• **DIRECTIONS**
(1) In the rows of the recorded data below, replace "mallard" with "drake" in the part that opens with the line containing "[point] small white" and closes with the end of the recorded data. Leave everything else unchanged, and give back only those lines.
(2) Carry on the interview about the team's playoff preparations for the Bristol race, picking up after its final sentence.

• **EXCERPT PROVIDED**
DOES THIS CURRENT ENVIRONMENT HURT YOUR TEAM IN A SENSE THAT CLINT IS THE KIND OF GUY WHO CAN KEEP A TEAM LOOSE BEFORE A BIG RACE LIKE SATURDAY? “Yeah, for sure. You kind of start a normal weekend with practice and the pressure is not really on you at that point, and then you qualify and the pressure ramps up a little bit and it just kind of escalates through the weekend and kind of builds the pressure. It’s nice to have Clint, who will come in and he’ll cut up and joke around and as the weekend gets more serious and more things are on the line, obviously the seriousness changes, but we miss that aspect of it. The other thing is I feel like we kind of missed the playoff kickoff. We would normally have a large gathering here at the shop and toast some Busch Lights and things like that, and we had to do that all virtual. It’s nice, but it’s still just not the same as the drivers coming in and face-to-face thanking everybody for working on their cars and getting everybody motivated. We try to find ways to do those team-building type things virtually with conversations or whatever we can do outside to rally everyone. But that’s kind of the biggest thing is that team-building and kicking off the playoffs and getting the momentum that we kind of missed.”

DO YOU HAVE ANY SENSE WHICH CARS TEAMS ARE BRINGING TO BRISTOL? “Everyone kind of has a different grouping. A lot of our guys are bringing their Bristol 1 cars back rebuilt, modified and enhanced from what we learned between then and now. You kind of group Dover, Bristol, the high-banked, high-load tracks together, so I would say the guys may bring their Dover cars. If they were happy there, they would bring them to Bristol.”

Recorded data:
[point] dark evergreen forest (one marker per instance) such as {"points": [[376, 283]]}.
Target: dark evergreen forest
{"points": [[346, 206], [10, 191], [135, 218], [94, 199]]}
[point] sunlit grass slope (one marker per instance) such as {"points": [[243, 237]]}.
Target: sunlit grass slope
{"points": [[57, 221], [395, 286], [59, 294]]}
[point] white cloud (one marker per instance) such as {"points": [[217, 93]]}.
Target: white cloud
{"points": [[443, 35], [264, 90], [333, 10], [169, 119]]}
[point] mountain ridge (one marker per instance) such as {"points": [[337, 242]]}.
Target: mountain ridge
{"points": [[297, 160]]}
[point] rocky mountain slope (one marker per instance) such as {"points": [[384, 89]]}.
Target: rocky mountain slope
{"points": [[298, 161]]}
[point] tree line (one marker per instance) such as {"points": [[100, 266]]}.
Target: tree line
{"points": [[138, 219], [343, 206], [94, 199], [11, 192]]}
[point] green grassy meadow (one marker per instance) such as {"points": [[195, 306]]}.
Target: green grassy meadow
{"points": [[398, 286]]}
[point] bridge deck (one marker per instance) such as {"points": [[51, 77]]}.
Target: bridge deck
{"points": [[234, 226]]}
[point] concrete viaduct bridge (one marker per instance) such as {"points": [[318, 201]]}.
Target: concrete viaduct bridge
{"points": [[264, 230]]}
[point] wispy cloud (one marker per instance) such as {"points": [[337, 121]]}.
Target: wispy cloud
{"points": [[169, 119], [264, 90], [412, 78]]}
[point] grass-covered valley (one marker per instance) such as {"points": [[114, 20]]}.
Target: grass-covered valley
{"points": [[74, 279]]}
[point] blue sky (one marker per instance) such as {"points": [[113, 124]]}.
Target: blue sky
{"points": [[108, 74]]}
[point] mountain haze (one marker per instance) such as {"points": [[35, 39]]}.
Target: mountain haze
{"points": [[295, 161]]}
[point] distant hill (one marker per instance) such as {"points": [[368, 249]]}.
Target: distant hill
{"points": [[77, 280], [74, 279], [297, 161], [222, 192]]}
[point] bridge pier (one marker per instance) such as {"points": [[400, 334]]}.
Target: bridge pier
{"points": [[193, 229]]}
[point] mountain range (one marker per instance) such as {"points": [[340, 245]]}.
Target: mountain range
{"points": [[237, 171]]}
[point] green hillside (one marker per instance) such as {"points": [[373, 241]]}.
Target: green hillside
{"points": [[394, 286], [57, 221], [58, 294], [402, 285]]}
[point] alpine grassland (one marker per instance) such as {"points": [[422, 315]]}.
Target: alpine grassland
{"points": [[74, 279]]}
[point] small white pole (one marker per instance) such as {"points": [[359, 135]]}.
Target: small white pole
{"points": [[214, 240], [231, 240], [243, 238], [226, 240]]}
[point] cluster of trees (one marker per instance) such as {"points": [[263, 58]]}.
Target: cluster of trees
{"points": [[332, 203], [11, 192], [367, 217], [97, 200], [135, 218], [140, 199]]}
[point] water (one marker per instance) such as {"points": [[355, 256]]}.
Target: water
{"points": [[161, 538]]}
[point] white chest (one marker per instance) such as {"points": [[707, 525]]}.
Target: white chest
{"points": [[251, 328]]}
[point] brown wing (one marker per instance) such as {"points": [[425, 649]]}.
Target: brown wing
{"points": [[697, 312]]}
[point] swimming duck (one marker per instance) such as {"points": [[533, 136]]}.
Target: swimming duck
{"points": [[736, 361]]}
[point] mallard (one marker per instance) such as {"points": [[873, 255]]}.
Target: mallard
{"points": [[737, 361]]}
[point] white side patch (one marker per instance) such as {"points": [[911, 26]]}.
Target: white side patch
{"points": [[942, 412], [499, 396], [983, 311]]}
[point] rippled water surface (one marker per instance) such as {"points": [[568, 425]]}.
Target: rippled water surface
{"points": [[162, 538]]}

• **ANSWER SET**
(1)
[point] small white pole (one marker per instance) such as {"points": [[359, 135]]}.
Target: small white pole
{"points": [[214, 240], [231, 240], [243, 238], [226, 240]]}
[point] cluster of trees (one marker per instance) such as {"points": [[263, 58]]}.
Target: cluster of trees
{"points": [[332, 203], [11, 192], [367, 217], [97, 200], [135, 218], [140, 199]]}
[point] water (one marker per instance) such as {"points": [[355, 256]]}.
Target: water
{"points": [[161, 538]]}
[point] white chest (one marker per instance) such as {"points": [[707, 525]]}.
Target: white chest
{"points": [[251, 328]]}
[point] brown wing (one marker per instance) such as {"points": [[425, 649]]}.
Target: brown wing
{"points": [[697, 312]]}
[point] swimming duck (one marker per instance) such as {"points": [[533, 136]]}.
Target: swimming duck
{"points": [[736, 361]]}
[point] drake (one marker per instance) such as {"points": [[873, 255]]}.
Target: drake
{"points": [[737, 361]]}
[point] white side patch (one marker per instance) such as {"points": [[911, 26]]}.
Target: white side patch
{"points": [[942, 412], [499, 396], [983, 311]]}
[point] rippled water surface (one marker per instance) such as {"points": [[568, 425]]}.
Target: rippled water surface
{"points": [[162, 538]]}

(2)
WITHOUT PRACTICE DO YOU FEEL THE CARS HAVE EVOLVED AS THEY HAVE IN A NORMAL YEAR? “I would say there’s been less evolvement. We’re still doing our aerodynamic testing. We’re still running seven-post testing and things like that, but a lot of those things you may take a run during practice and take some time where there’s not really anything on the line or any consequences and try some developmental path on the car, where when you show up and race you’re kind of probably relying on a tried and true direction on the car and setup, so I feel like it’s probably slowed down a little bit than what it would be under normal circumstances.”

ISN’T THAT WHAT THE 4 AND 41 WERE THE LAST FEW WEEKS? DOES THAT IMPACT YOUR ABILITY TO BRING SOMETHING NEW FOR THE PLAYOFFS BECAUSE YOU COULDN’T AFFORD TO TRY THINGS? “Yeah, it certainly does. We were kind of being conservative and just taking stage points and working on pointing our way in, but at the same time everyone is trying to fight tooth-and-nail for playoff points and the seeding in the top 10. Really, even though those guys were locked in, they were still racing for points and helping their seeding and getting the bonus points for the postseason.”

THIS IS PRESSURE FOR YOU NOW, BUT WHAT WAS IT LIKE EARLIER IN YOUR CAREER? IS THERE A MOMENT THAT STANDS OUT AS PIVOTAL? “My goal all along was to move up to a crew chief role from a race engineer role and I feel like working with Tony Gibson, I worked with him for 10 years as a race engineer and learning from him, and I feel like what kind of catapulted me and gave me the sense of victory and alleviating the pressure to kind of make it was I filled in for him at Pocono with Kurt Busch and we were able to win the race coming down to some fuel mileage and some strategy at the end. That kind of validated to myself that I could do it and then you kind of work harder and try to get better and obviously do it more often, but I would say that was the time where filling in for them I had the pressure. It was on me because I knew that’s what I wanted to do was be a crew chief. That was the end goal and then to be able to come out in victory lane it catapulted my career honestly.”

WHAT WAS IT LIKE THAT DAY? WERE YOU STILL FIGURING OUT THE FUEL MILEAGE? HOW DID THAT WORK? “I still had a hand in it, but everyone kind of jumped a rung of the ladder there, so the second engineer, Mike Cook, he moved up to be a lead race engineer and he was doing his calculations and everything. We all as a team, we’ve been together for a long time, so these pressure situations going in the playoffs, a lot of the guys that are around me we’ve worked together for a long time, so I have 100 percent confidence in them.”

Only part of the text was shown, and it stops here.